=== Information shown ===
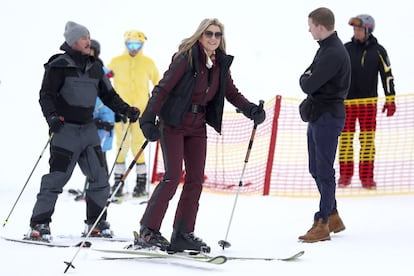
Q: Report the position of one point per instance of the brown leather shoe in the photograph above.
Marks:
(318, 232)
(335, 223)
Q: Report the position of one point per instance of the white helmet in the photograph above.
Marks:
(363, 20)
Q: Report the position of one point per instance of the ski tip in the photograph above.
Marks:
(85, 244)
(218, 260)
(293, 257)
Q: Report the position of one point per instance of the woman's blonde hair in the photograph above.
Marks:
(188, 43)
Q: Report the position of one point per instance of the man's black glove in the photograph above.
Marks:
(254, 112)
(103, 125)
(120, 118)
(132, 113)
(148, 126)
(55, 123)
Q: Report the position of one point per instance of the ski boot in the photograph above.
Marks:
(117, 181)
(181, 241)
(140, 187)
(39, 232)
(148, 238)
(101, 230)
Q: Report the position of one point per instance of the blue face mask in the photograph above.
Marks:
(134, 45)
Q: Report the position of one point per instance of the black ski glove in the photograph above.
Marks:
(103, 125)
(132, 113)
(120, 118)
(149, 127)
(254, 112)
(55, 123)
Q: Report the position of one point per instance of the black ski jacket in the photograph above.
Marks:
(367, 59)
(70, 85)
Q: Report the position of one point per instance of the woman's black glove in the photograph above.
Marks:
(55, 123)
(132, 113)
(149, 127)
(254, 112)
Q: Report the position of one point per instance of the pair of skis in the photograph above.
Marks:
(198, 257)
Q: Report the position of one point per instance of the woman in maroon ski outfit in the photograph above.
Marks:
(190, 94)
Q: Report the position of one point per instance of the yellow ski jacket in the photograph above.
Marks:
(132, 76)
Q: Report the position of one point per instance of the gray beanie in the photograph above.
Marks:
(74, 31)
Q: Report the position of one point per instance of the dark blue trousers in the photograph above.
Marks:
(322, 145)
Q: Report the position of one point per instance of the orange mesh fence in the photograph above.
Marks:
(278, 161)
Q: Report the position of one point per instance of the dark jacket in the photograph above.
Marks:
(184, 84)
(70, 85)
(367, 59)
(330, 77)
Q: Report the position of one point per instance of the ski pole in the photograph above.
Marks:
(86, 184)
(224, 243)
(124, 176)
(25, 184)
(119, 150)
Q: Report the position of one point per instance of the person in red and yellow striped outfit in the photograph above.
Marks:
(368, 58)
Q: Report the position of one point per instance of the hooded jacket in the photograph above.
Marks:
(367, 59)
(70, 85)
(132, 76)
(329, 82)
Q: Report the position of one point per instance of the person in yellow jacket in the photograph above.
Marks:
(132, 74)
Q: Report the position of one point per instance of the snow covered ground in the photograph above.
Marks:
(377, 240)
(272, 46)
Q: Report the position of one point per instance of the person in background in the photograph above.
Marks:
(190, 95)
(71, 83)
(368, 58)
(327, 82)
(103, 116)
(104, 119)
(133, 73)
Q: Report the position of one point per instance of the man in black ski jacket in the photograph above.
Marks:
(326, 81)
(70, 85)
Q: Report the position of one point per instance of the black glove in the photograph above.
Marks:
(132, 113)
(103, 125)
(120, 118)
(148, 126)
(55, 123)
(390, 108)
(254, 112)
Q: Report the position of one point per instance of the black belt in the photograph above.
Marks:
(195, 108)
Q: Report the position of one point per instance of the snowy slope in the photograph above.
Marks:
(272, 46)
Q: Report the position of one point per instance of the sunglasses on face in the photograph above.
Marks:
(209, 34)
(134, 45)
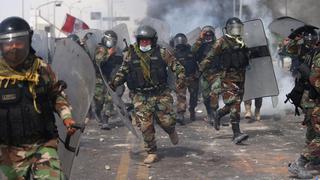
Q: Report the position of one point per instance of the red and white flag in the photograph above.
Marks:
(73, 24)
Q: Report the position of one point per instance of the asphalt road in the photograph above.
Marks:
(202, 152)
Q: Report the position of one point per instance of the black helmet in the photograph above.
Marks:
(74, 38)
(234, 26)
(310, 37)
(180, 39)
(15, 40)
(209, 33)
(146, 32)
(109, 39)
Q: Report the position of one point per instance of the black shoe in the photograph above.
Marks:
(180, 119)
(192, 115)
(238, 136)
(217, 119)
(298, 168)
(105, 126)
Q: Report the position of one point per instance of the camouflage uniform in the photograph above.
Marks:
(40, 159)
(102, 99)
(301, 54)
(210, 80)
(312, 150)
(186, 58)
(155, 101)
(232, 81)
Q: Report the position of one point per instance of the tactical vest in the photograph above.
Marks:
(19, 121)
(204, 49)
(232, 58)
(158, 73)
(186, 58)
(111, 66)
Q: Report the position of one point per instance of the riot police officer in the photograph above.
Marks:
(30, 94)
(109, 60)
(182, 52)
(144, 69)
(230, 55)
(201, 48)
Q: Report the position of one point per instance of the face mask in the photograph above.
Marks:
(145, 48)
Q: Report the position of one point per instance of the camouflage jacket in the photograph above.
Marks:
(314, 77)
(166, 55)
(60, 102)
(220, 45)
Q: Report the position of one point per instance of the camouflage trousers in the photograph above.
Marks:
(211, 89)
(232, 93)
(102, 102)
(38, 161)
(257, 103)
(312, 149)
(192, 85)
(149, 109)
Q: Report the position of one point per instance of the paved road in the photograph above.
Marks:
(202, 152)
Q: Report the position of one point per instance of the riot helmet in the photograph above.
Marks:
(209, 33)
(146, 37)
(180, 39)
(109, 39)
(310, 38)
(234, 27)
(15, 40)
(74, 38)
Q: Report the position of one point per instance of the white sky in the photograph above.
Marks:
(135, 9)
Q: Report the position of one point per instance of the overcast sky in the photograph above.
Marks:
(135, 9)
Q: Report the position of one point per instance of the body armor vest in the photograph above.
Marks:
(232, 58)
(158, 73)
(203, 51)
(111, 66)
(20, 123)
(186, 58)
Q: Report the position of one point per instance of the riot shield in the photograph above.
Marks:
(260, 77)
(284, 26)
(118, 104)
(162, 28)
(123, 33)
(40, 43)
(90, 43)
(193, 35)
(73, 65)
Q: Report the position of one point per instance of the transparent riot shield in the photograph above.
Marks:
(123, 33)
(73, 65)
(260, 77)
(193, 35)
(162, 28)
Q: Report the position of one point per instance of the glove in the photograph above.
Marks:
(68, 123)
(202, 34)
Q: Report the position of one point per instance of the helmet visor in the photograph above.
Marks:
(15, 49)
(235, 29)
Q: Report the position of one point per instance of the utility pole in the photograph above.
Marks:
(22, 8)
(240, 9)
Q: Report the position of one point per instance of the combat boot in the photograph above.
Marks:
(209, 112)
(174, 137)
(298, 168)
(151, 158)
(257, 114)
(248, 113)
(105, 123)
(192, 115)
(180, 118)
(238, 136)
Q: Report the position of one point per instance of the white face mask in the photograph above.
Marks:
(145, 48)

=== The exercise ===
Return each line of the data, keeping its wording exact and omitting pictures.

=== Solution to this exercise ===
Q: Report the position of one point per instance of the brown leather shoe in the photograph above.
Marks:
(318, 232)
(335, 223)
Q: Report the position of one point per instance of the white helmet in the photograph above.
Marks:
(363, 20)
Q: Report the position of one point per instance of the ski tip in the photograph above.
Marks:
(85, 244)
(218, 260)
(293, 257)
Q: Report the position of one point per instance of the woman's blonde hair in the photograph above.
Marks:
(188, 43)
Q: Report the position of one point per instance of the man's black glove in the photograph above.
Marks:
(254, 112)
(103, 125)
(120, 118)
(132, 113)
(148, 126)
(55, 123)
Q: Report the position of one point per instance of the ski boot in the photograph above.
Marks:
(117, 181)
(181, 241)
(140, 187)
(39, 232)
(148, 238)
(101, 230)
Q: Report the position of one point per instance of the blue face mask in the photograph above.
Marks:
(134, 45)
Q: Report the position of one point per instance of the black ski glove in the photograph above.
Marks:
(103, 125)
(132, 113)
(120, 118)
(149, 127)
(254, 112)
(55, 123)
Q: Report the position of one point per instance of the black ski jacket in the photograph above.
Marks:
(367, 59)
(70, 85)
Q: Report the position of one point per instance of the woman's black glove in the photograph above.
Marks:
(55, 123)
(132, 113)
(149, 127)
(254, 112)
Q: Report the position of one point per instance of the pair of skis in the photograph above.
Marks:
(198, 257)
Q: Report the position of one point per instance of the woman in maroon ski outfit in the photograph above.
Marks:
(190, 94)
Q: Report the position of one point per instance of the yellow ski jacket in the photograph above.
Marks:
(132, 76)
Q: Report the position of one point per instance of the gray beanie in the photograph above.
Marks:
(74, 31)
Q: Report the position of one point per instance of the dark blue trousers in the photograph above.
Marks:
(322, 145)
Q: Report the position of one point per instance of the orange mesh fence in the photograph above.
Marks:
(278, 161)
Q: Report the position of one point per instance of the dark jacket in the photograph above.
Marks:
(184, 84)
(70, 85)
(367, 59)
(330, 77)
Q: Report the position of one point per instance of the ski pole in the photograph above.
Marks:
(86, 184)
(224, 243)
(124, 176)
(25, 184)
(119, 150)
Q: Report the position of one point per instance of the person in red and yellow striped outfit in the photograph above.
Marks:
(368, 58)
Q: Report the position of one point per instance of the hooded jacket in the photograph above.
Marks:
(367, 59)
(70, 85)
(132, 76)
(329, 82)
Q: Report the position of one point per instance of the person in yellow jacket in the photograph above.
Marks:
(132, 74)
Q: Report the position of one point per instance of the snow covered ground in the photograph above.
Marks:
(377, 240)
(272, 46)
Q: Report the position of one point per instance of the person in background in the photograph above.
Marks:
(190, 95)
(71, 83)
(368, 58)
(327, 82)
(103, 116)
(104, 119)
(133, 73)
Q: Report the position of one point per instance of the man in black ski jacket in the photograph above.
Marks:
(326, 81)
(70, 85)
Q: Report the position of one point per instance of the black glove in the photograph above.
Marks:
(132, 113)
(103, 125)
(120, 118)
(148, 126)
(55, 123)
(390, 108)
(254, 112)
Q: Report the position of one point per instance of the black belt in the photograph above.
Marks:
(195, 108)
Q: Report the position of one point per instance of the snowy slope in the photograph above.
Marks:
(272, 46)
Q: Report the position of one point per instance of the sunglasses on face in the photograph above.
Marks:
(209, 34)
(134, 45)
Q: Report the position of one point per instance of the red and white flag in the photograph above.
Marks:
(73, 24)
Q: Report the position of one point per instance of the asphalt road in the photograph above.
Marks:
(202, 152)
Q: Report the position of one point per instance of the black helmet in the photograph above.
Marks:
(74, 38)
(234, 26)
(310, 37)
(180, 39)
(15, 40)
(209, 33)
(146, 32)
(109, 39)
Q: Report the position of one point per instance of the black shoe in the photograph above.
Marks:
(180, 119)
(192, 115)
(238, 136)
(217, 119)
(298, 168)
(105, 126)
Q: Report the position of one point per instance of the camouflage uniform in the photograph above.
Marks:
(40, 159)
(102, 99)
(301, 54)
(210, 80)
(312, 150)
(186, 58)
(155, 101)
(232, 81)
Q: Report the position of one point per instance of the tactical vest in the photograph above.
Marks:
(19, 121)
(204, 49)
(232, 58)
(158, 73)
(186, 58)
(111, 66)
Q: Report the position of one point per instance of the riot police officer in the photograph above.
Marks:
(30, 94)
(109, 60)
(182, 52)
(144, 69)
(230, 55)
(201, 48)
Q: Report the position of one point per instance of the face mask in the photograph above.
Marks:
(145, 48)
Q: Report the position of one point per instance of the camouflage jacket in the photograph above.
Marks:
(314, 77)
(166, 55)
(60, 102)
(220, 45)
Q: Report the position of one point per instance of the camouflage trousers in the photograph above.
Marks:
(211, 89)
(232, 93)
(102, 102)
(38, 161)
(257, 103)
(312, 149)
(192, 85)
(149, 109)
Q: Report the position of one point per instance of the paved road in the photograph above.
Marks:
(202, 152)
Q: Report the position of one point per instance of the riot helmet in the photograph above.
Marks:
(209, 33)
(146, 37)
(180, 39)
(109, 39)
(310, 38)
(234, 27)
(15, 40)
(74, 38)
Q: Report the position of one point per instance of the white sky in the photograph above.
Marks:
(135, 9)
Q: Report the position of one point per instance of the overcast sky in the photograph above.
Marks:
(135, 9)
Q: Report the position of one point per instance of the body armor vest in the photograph above.
Marks:
(232, 58)
(158, 73)
(203, 51)
(111, 66)
(20, 123)
(186, 58)
Q: Report the position of one point per instance of the riot shield in the photograph above.
Marks:
(260, 77)
(284, 26)
(118, 104)
(162, 28)
(123, 33)
(40, 43)
(90, 43)
(193, 35)
(73, 65)
Q: Report the position of one point per instance of the transparent riot shield in the photograph above.
Marks:
(123, 33)
(73, 65)
(260, 77)
(193, 35)
(162, 28)
Q: Report the position of one point per instance of the glove in the photograph above.
Marks:
(68, 123)
(202, 34)
Q: Report the position of one point per instance of the helmet visor in the photograph above.
Marks:
(15, 49)
(235, 29)
Q: Report the position of one point per instance of the utility pole in the photograph above.
Marks:
(22, 8)
(240, 9)
Q: Report the position of one point per instance of the combat boot in the photograph above.
Marks:
(209, 112)
(174, 137)
(298, 168)
(151, 158)
(257, 114)
(248, 113)
(105, 123)
(192, 115)
(180, 118)
(238, 136)
Q: Report the position of one point per instance of the white face mask in the photograph above.
Marks:
(145, 48)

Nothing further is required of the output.